• _What you have to do_
Edit the items below, changing every "Trace the outline" to "Draw the boundary" and leaving everything else untouched.

--- Input material ---

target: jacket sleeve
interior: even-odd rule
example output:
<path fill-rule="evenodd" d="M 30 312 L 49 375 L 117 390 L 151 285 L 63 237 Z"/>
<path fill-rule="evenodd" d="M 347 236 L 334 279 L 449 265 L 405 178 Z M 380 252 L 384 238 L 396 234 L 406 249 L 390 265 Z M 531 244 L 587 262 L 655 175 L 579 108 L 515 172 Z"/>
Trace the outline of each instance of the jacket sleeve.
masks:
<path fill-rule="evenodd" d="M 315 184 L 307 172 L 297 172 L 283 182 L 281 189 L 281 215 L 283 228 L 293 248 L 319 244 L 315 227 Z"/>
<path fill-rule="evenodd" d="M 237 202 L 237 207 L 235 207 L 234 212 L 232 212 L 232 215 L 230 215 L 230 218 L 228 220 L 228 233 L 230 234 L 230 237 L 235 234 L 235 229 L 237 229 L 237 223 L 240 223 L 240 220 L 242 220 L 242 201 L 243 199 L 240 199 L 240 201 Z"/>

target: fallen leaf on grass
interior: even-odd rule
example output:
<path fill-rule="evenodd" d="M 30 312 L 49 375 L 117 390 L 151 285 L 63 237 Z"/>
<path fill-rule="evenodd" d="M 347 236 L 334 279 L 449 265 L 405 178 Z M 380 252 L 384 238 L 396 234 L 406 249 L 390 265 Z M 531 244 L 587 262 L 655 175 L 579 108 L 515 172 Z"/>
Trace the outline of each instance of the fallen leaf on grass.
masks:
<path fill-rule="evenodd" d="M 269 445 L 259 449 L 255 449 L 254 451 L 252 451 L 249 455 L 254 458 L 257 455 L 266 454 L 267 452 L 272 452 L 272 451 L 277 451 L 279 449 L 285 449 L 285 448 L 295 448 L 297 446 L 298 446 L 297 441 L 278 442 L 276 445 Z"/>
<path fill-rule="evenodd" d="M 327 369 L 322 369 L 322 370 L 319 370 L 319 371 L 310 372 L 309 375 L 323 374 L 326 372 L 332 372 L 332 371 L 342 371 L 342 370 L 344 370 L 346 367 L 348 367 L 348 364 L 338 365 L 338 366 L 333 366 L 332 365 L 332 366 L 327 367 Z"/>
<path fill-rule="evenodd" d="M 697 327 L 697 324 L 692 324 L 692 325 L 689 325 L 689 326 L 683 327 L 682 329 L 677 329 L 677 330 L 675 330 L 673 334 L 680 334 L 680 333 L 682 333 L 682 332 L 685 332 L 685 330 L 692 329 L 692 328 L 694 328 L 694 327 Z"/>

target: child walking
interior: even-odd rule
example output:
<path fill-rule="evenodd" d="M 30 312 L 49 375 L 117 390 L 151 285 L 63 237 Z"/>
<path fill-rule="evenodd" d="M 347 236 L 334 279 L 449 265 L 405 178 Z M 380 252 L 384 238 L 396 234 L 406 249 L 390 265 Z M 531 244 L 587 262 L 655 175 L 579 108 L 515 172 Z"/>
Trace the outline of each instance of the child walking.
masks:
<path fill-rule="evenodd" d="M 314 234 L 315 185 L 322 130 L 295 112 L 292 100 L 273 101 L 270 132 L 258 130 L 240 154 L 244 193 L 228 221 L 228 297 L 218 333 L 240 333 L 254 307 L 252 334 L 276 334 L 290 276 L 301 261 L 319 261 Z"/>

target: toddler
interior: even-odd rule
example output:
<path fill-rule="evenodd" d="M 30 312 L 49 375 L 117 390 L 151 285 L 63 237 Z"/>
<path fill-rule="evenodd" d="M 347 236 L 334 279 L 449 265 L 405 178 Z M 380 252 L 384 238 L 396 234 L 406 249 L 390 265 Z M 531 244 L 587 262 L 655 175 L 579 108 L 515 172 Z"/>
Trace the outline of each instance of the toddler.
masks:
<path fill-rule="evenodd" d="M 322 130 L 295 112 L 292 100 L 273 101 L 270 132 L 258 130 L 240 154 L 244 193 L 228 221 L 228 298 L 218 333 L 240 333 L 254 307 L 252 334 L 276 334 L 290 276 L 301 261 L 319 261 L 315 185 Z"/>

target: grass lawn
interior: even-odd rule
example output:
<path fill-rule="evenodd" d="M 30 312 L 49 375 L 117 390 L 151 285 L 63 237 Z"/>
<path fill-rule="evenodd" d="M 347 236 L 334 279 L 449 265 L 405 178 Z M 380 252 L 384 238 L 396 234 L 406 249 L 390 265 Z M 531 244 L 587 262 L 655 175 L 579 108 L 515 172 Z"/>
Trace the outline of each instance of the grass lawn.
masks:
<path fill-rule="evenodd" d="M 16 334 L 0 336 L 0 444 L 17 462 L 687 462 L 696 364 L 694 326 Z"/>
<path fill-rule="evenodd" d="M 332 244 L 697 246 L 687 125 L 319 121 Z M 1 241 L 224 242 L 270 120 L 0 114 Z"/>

---

• _Exercise output_
target: jacket sleeve
interior: even-odd rule
example output:
<path fill-rule="evenodd" d="M 30 312 L 49 375 L 117 390 L 151 285 L 63 237 Z"/>
<path fill-rule="evenodd" d="M 347 236 L 334 279 L 449 265 L 405 178 Z M 380 252 L 384 238 L 396 234 L 406 249 L 390 265 Z M 531 244 L 587 262 L 655 175 L 579 108 L 515 172 Z"/>
Draw the boundary of each instance of the jacket sleeve.
masks:
<path fill-rule="evenodd" d="M 315 184 L 307 172 L 297 172 L 283 182 L 281 189 L 281 215 L 283 228 L 293 248 L 319 244 L 315 227 Z"/>
<path fill-rule="evenodd" d="M 237 202 L 237 207 L 235 207 L 234 212 L 232 212 L 232 215 L 230 215 L 230 218 L 228 220 L 228 233 L 230 234 L 230 237 L 235 234 L 235 229 L 237 229 L 237 223 L 240 223 L 240 220 L 242 220 L 242 201 L 243 199 L 240 199 L 240 201 Z"/>

target: fallen leaf on grass
interior: even-odd rule
example output:
<path fill-rule="evenodd" d="M 30 312 L 49 375 L 117 390 L 151 285 L 63 237 Z"/>
<path fill-rule="evenodd" d="M 347 236 L 334 279 L 449 265 L 405 178 Z M 380 252 L 384 238 L 396 234 L 406 249 L 390 265 Z M 531 244 L 587 262 L 655 175 L 579 108 L 515 172 Z"/>
Draw the boundary of each instance of the fallen leaf on grass.
masks:
<path fill-rule="evenodd" d="M 269 445 L 259 449 L 255 449 L 254 451 L 252 451 L 249 455 L 254 458 L 257 455 L 266 454 L 267 452 L 272 452 L 272 451 L 277 451 L 279 449 L 285 449 L 285 448 L 295 448 L 297 446 L 298 446 L 297 441 L 278 442 L 276 445 Z"/>
<path fill-rule="evenodd" d="M 327 369 L 322 369 L 322 370 L 319 370 L 319 371 L 310 372 L 309 375 L 323 374 L 326 372 L 332 372 L 332 371 L 342 371 L 342 370 L 344 370 L 346 367 L 348 367 L 348 364 L 338 365 L 338 366 L 333 366 L 332 365 L 332 366 L 327 367 Z"/>
<path fill-rule="evenodd" d="M 697 327 L 697 324 L 692 324 L 692 325 L 689 325 L 689 326 L 683 327 L 682 329 L 677 329 L 677 330 L 675 330 L 673 334 L 680 334 L 680 333 L 682 333 L 682 332 L 685 332 L 685 330 L 692 329 L 692 328 L 694 328 L 694 327 Z"/>

target: child walking
interior: even-odd rule
example output:
<path fill-rule="evenodd" d="M 30 312 L 49 375 L 117 390 L 151 285 L 63 237 Z"/>
<path fill-rule="evenodd" d="M 347 236 L 334 279 L 449 265 L 405 178 Z M 380 252 L 384 238 L 396 234 L 406 249 L 390 265 Z M 531 244 L 587 262 L 655 175 L 579 108 L 515 172 Z"/>
Draw the boundary of each instance of the child walking.
masks:
<path fill-rule="evenodd" d="M 314 234 L 315 185 L 322 130 L 295 112 L 292 100 L 273 101 L 270 132 L 258 130 L 240 154 L 244 193 L 228 221 L 228 297 L 218 333 L 240 333 L 254 307 L 252 334 L 276 334 L 290 276 L 301 261 L 319 261 Z"/>

target: toddler
interior: even-odd rule
example output:
<path fill-rule="evenodd" d="M 30 312 L 49 375 L 117 390 L 151 285 L 63 237 Z"/>
<path fill-rule="evenodd" d="M 347 236 L 334 279 L 449 265 L 405 178 Z M 380 252 L 384 238 L 396 234 L 406 249 L 390 265 Z M 531 244 L 587 262 L 655 175 L 579 108 L 515 172 Z"/>
Draw the boundary of each instance of the toddler.
masks:
<path fill-rule="evenodd" d="M 322 130 L 295 112 L 292 100 L 273 101 L 270 132 L 258 130 L 240 154 L 244 193 L 228 221 L 228 298 L 218 333 L 240 333 L 254 307 L 252 334 L 276 334 L 290 276 L 301 261 L 319 261 L 315 185 Z"/>

target: grass lawn
interior: even-odd rule
example output:
<path fill-rule="evenodd" d="M 30 312 L 49 375 L 117 390 L 151 285 L 63 237 Z"/>
<path fill-rule="evenodd" d="M 347 236 L 334 279 L 449 265 L 405 178 Z M 380 252 L 384 238 L 396 234 L 406 249 L 390 265 Z M 531 244 L 587 262 L 655 175 L 579 108 L 515 172 Z"/>
Draw the boundary of each instance of the grass lawn.
masks:
<path fill-rule="evenodd" d="M 16 334 L 0 336 L 0 444 L 17 462 L 687 462 L 696 364 L 694 326 Z"/>
<path fill-rule="evenodd" d="M 332 244 L 697 246 L 687 125 L 319 121 Z M 1 241 L 224 242 L 270 120 L 0 114 Z"/>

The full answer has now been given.